Activity list
1 - According to the Hang Line game page, why does the player never know what to expect? Answer in one to three sentences.
2 - How many levels does the Hang Line game page say you can play through?
3 - Carry on writing the Hang Line game page from its last sentence.

Developer:Ed Kay Publisher:Yodo1 Release date:OUT NOW! Platforms:iOS Android Stay tuned for announcements on other platforms Price:Free, with adverts and optional IAPs to enhance the experience. |
Hang Line is an extreme-physics climbing game where you swing up dangerous mountain peaks and rescue stranded survivors from avalanches and angry goats.
You play as an extreme climber equipped with a grappling hook, who flings himself up death-defying peaks to rescue survivors from disasters like plane crashes or cave-ins.
Using the unique and intuitive one-tap control system, climb
treacherous rock faces and navigate dangerous obstacles including angry
mountain goats, falling boulders and shattering icicles. Use
your grapple to drag obstacles and pull away ice blockages in order to
clear the path forward. Swing yourself to safety as the mountain
literally collapses around you.
Play through a series of over 50 unique hand crafted levels, each
offering its own unique challenges and surprises including avalanches
and volcanoes. Earn awards and build up your rescue squad by searching for special items on the
mountain and collecting unique character sets.
It's simple to pick up, but extremely hard to master. The controls allow for a high degree of precision but the variability of the physics constantly surprises. Every element in the game interacts with every other element. Goats can kick cats, cats can pounce on explosives, explosives can explode stalactites, stalactites can crush goats... When this number of systems are all interacting as the player swings and bounces around on an elastic grapple line - you never know what to expect. And that's extremely entertaining.
A 17 year game design veteran, Ed Kay has been dreaming of making his own game since discovering the Doom level editor in 1996. But after a career of headshots, explosions and special moves spanning Cthulhu to Bulletstorm, it wasn't until having his dreams shattered from the Lucasarts apocalypse that he decided it was time to escape the constant loop of shipping and layoffs that plagues AAA console development.
So he stepped sideways into the indie scene and began learning all the
stuff you don't have to do as a design lead, including tweaking polygons
and sinking deep into the void of functions and IF statements.

Image point grounding data:
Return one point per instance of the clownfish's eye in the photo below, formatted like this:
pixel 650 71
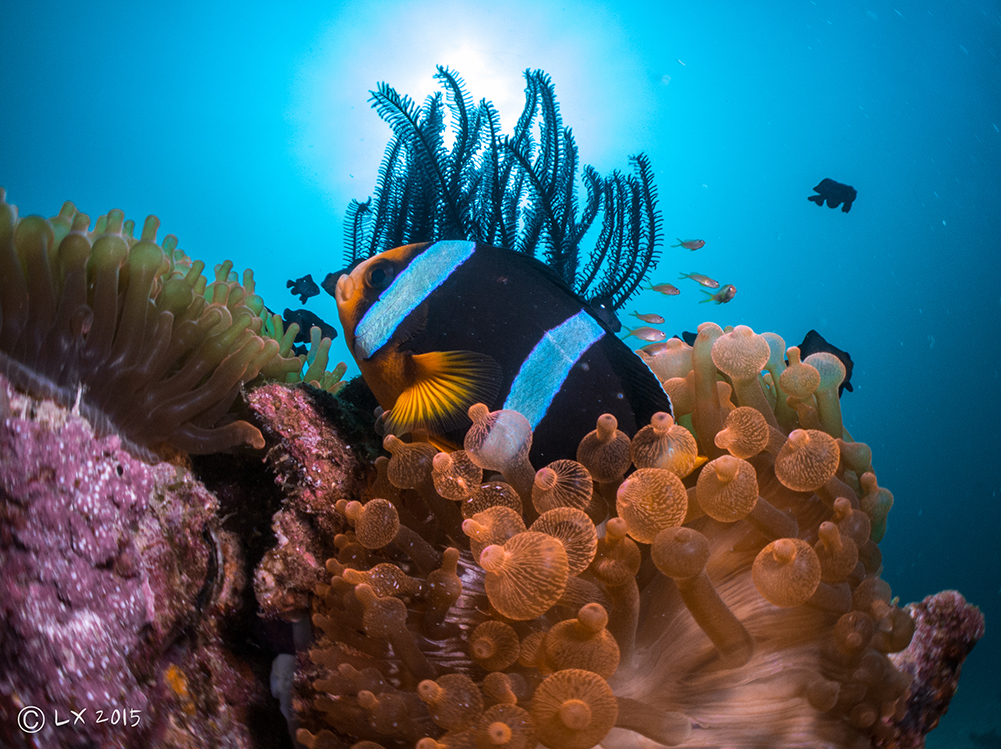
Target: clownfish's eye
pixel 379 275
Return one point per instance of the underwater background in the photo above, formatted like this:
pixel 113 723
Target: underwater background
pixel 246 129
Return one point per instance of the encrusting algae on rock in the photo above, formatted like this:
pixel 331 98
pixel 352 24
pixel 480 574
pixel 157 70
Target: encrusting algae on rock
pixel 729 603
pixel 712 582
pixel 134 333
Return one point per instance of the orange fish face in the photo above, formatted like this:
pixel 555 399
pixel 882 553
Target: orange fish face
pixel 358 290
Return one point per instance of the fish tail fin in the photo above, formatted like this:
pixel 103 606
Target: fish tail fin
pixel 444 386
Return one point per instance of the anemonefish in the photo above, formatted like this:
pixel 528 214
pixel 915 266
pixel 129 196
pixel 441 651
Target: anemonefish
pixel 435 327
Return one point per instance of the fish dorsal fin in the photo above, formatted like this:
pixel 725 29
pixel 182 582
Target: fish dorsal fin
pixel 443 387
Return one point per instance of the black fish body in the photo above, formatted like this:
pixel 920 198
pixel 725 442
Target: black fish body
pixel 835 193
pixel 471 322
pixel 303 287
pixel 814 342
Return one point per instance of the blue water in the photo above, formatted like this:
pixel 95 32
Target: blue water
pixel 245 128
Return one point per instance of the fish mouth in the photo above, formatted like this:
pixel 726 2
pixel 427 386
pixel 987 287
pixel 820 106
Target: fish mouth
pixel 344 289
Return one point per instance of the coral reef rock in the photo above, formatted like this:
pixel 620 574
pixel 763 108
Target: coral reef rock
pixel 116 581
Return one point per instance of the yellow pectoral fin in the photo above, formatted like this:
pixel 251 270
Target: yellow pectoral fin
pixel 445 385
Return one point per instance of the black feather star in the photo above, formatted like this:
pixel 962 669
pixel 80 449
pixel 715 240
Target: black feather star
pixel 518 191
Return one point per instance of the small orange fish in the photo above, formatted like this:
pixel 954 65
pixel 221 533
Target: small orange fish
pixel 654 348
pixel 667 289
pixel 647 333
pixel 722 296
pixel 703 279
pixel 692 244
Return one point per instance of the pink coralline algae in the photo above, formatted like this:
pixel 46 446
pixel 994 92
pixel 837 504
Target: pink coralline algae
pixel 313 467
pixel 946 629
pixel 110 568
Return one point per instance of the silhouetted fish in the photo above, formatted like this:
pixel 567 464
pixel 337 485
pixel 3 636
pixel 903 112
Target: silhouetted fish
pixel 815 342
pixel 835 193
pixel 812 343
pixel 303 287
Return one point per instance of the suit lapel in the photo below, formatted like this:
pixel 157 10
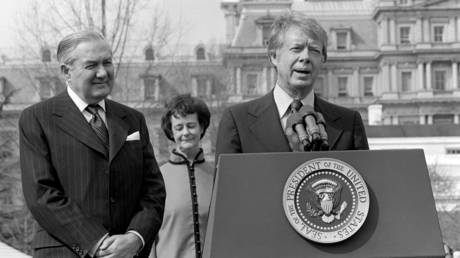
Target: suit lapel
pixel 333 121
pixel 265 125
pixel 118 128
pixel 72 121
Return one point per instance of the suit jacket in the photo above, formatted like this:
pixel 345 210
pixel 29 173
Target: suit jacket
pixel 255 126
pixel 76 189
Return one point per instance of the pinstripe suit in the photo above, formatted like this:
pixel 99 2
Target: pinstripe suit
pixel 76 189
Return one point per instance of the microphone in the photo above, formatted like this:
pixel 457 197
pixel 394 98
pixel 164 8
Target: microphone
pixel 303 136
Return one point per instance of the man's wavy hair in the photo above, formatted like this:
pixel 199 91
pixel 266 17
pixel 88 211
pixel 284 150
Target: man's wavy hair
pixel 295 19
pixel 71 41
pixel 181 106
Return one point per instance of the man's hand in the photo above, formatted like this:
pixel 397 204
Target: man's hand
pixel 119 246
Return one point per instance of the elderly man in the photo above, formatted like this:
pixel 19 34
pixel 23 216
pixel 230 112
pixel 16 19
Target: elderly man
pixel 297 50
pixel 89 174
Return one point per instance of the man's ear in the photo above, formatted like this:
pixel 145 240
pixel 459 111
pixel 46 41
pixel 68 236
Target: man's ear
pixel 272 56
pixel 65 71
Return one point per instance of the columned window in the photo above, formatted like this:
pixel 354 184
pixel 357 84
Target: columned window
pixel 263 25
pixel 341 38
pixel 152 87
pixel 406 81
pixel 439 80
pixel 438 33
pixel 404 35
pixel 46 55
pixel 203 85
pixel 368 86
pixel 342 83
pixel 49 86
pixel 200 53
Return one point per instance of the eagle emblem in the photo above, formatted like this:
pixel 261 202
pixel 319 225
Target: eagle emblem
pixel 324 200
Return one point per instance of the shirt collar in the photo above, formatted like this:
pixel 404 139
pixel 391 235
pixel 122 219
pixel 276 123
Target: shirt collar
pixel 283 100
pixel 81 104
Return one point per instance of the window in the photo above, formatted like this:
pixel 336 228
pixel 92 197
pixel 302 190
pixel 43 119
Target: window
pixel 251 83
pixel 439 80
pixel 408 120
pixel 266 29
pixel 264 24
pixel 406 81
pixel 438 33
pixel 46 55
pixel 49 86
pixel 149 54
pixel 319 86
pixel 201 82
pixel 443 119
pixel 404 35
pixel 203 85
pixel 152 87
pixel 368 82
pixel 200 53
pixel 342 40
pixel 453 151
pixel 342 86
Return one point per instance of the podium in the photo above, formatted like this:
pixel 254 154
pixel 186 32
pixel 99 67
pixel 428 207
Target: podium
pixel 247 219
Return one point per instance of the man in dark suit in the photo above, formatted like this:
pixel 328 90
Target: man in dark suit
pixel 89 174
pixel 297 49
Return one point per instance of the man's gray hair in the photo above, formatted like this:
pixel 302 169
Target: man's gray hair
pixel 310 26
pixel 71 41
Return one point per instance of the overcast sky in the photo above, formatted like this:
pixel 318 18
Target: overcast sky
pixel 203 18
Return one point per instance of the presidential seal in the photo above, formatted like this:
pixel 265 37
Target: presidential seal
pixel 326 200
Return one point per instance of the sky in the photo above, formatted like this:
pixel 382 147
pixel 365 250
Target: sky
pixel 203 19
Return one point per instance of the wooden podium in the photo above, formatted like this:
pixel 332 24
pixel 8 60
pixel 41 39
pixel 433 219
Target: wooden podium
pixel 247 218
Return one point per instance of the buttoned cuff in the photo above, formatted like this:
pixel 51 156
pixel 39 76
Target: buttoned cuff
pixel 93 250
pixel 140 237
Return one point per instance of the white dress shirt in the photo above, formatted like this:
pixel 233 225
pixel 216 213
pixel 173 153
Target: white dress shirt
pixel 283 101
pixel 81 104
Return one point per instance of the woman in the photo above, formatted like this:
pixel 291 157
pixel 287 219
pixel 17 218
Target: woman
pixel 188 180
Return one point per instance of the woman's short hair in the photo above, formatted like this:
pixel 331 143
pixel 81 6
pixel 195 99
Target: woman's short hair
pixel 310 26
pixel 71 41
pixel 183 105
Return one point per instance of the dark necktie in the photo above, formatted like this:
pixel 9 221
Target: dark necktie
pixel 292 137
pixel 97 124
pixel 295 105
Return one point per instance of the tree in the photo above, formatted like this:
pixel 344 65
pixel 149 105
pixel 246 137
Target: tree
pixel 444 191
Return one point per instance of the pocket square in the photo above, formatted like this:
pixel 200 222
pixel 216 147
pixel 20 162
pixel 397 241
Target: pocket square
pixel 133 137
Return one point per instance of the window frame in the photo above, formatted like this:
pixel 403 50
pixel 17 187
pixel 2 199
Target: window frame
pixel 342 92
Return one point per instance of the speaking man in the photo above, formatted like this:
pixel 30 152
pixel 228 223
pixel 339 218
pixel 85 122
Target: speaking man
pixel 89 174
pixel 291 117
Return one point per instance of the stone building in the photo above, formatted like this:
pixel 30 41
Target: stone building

Responses by item number
1 - Every element in the game interacts with every other element. So many systems interact while the player swings and bounces around on an elastic grapple line that the outcome keeps changing, even though the controls are precise.

2 - Over 50 unique hand-crafted levels.

3 -
Eventually, in 2016 he made the decision to go solo, and quickly realised making a game alone is rather difficult. Ed wrote an article about this here:
Climbing an Impossible Mountain
The idea of creating a climbing game came from Ed's own feeble attempts at climbing large boulders on the beaches north of San Francisco. There's something very primal and exhilarating about the danger of hanging on to a piece of rock when once false move could put you in hospital. This seemed like an ideal premise for an action game on mobile. But after evaluating a ton of climbing games on the app store, it seemed almost impossible to think of a solid control system that was easy enough to pick up but also gave a high degree of control. The idea was almost abandoned until a simple solution appeared...
Screw it - just give the guy a grappling hook. And thus Hang Line was born.
The one-touch elastic grappling controls were easy to pick up but super hard to master, so the game learned towards very deliberate setups rather than a constant fast on-rails rush. Being able to take the game at your own pace instead of just reacting to the obstacles thrown at you was an important part of the design. Focusing mostly on hand crafted levels was intentional to create a very deliberate pace, provide some special moments and to give individual levels charm and personality. But later he did actually end up adding an infinite mode because... game dev.
A core goal of this game was to reach as big an audience as possible, hence making it free so that anyone can download and play it.
Dino Boss was founded in 2017 and is still surviving the Indiepocalypse successfully. Other games in it's portfolio include the intense tentacle slicing twin stick shooter rogue-like Demon Spore.